:: Data extract ::
"""

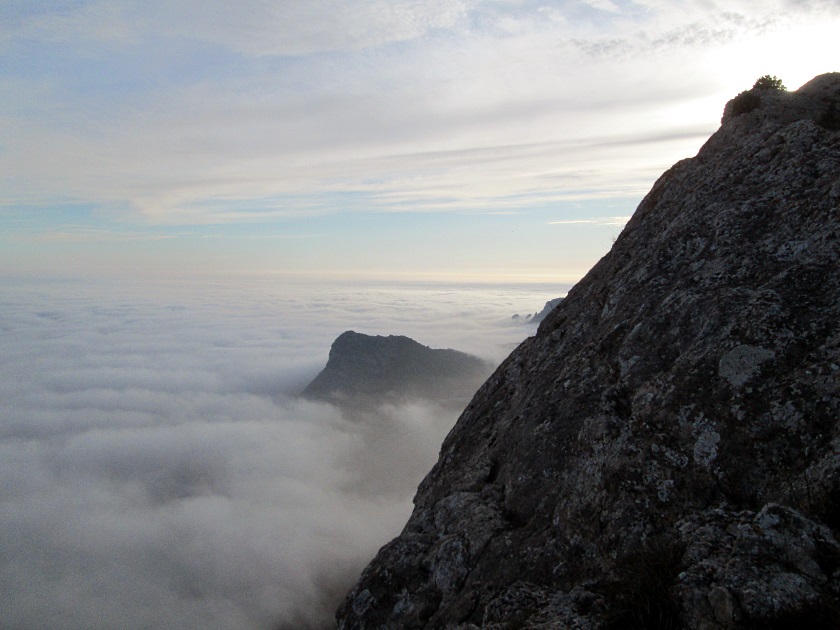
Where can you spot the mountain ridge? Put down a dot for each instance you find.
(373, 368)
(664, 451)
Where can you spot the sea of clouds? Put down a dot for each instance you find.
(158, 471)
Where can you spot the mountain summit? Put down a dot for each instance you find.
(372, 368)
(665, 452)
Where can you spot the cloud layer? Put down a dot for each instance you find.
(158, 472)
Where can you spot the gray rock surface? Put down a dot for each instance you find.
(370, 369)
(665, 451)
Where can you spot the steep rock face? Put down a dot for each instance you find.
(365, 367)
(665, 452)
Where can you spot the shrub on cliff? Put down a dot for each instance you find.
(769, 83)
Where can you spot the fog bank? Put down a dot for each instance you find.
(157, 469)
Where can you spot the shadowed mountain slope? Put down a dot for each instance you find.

"""
"""

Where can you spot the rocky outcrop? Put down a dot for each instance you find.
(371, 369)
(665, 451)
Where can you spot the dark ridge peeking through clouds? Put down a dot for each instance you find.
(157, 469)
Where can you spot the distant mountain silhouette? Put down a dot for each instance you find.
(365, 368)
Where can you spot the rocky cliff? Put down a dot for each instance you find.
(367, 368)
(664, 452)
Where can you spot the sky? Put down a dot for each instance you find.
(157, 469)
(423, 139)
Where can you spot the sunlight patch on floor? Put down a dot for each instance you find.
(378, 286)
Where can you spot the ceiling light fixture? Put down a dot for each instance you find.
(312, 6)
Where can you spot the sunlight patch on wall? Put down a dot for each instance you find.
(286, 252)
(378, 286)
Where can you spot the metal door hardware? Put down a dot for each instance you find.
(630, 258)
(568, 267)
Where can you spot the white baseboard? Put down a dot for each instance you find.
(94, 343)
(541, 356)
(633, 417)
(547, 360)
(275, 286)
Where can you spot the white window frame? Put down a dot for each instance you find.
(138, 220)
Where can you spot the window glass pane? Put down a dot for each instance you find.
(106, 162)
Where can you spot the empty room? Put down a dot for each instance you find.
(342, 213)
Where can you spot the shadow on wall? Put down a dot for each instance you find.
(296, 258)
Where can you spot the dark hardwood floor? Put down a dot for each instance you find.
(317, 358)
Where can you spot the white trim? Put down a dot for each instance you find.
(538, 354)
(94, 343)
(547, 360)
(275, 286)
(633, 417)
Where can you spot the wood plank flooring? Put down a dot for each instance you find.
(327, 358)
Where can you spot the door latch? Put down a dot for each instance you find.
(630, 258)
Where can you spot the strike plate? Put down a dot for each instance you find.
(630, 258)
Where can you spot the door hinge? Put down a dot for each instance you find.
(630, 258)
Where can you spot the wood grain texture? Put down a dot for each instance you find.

"""

:: Required work ::
From the listing above, repeat exactly the lines starting at the line that includes "Where can you spot the gray" and ending at the line that includes "Where can you spot the shadowed", with nothing outside that span.

:: Answer for this exercise ::
Where can you spot the gray rock surface? Put down a dot for each instance you find.
(370, 369)
(665, 451)
Where can you spot the steep rock face? Put down a dot for each instance you find.
(365, 367)
(665, 452)
Where can you spot the shrub on cliff? Put down a dot for each instance you find.
(769, 83)
Where can you spot the fog bank? Put down a dot for each instance you find.
(157, 469)
Where can you spot the shadowed mountain slope? Put down a dot for each instance you find.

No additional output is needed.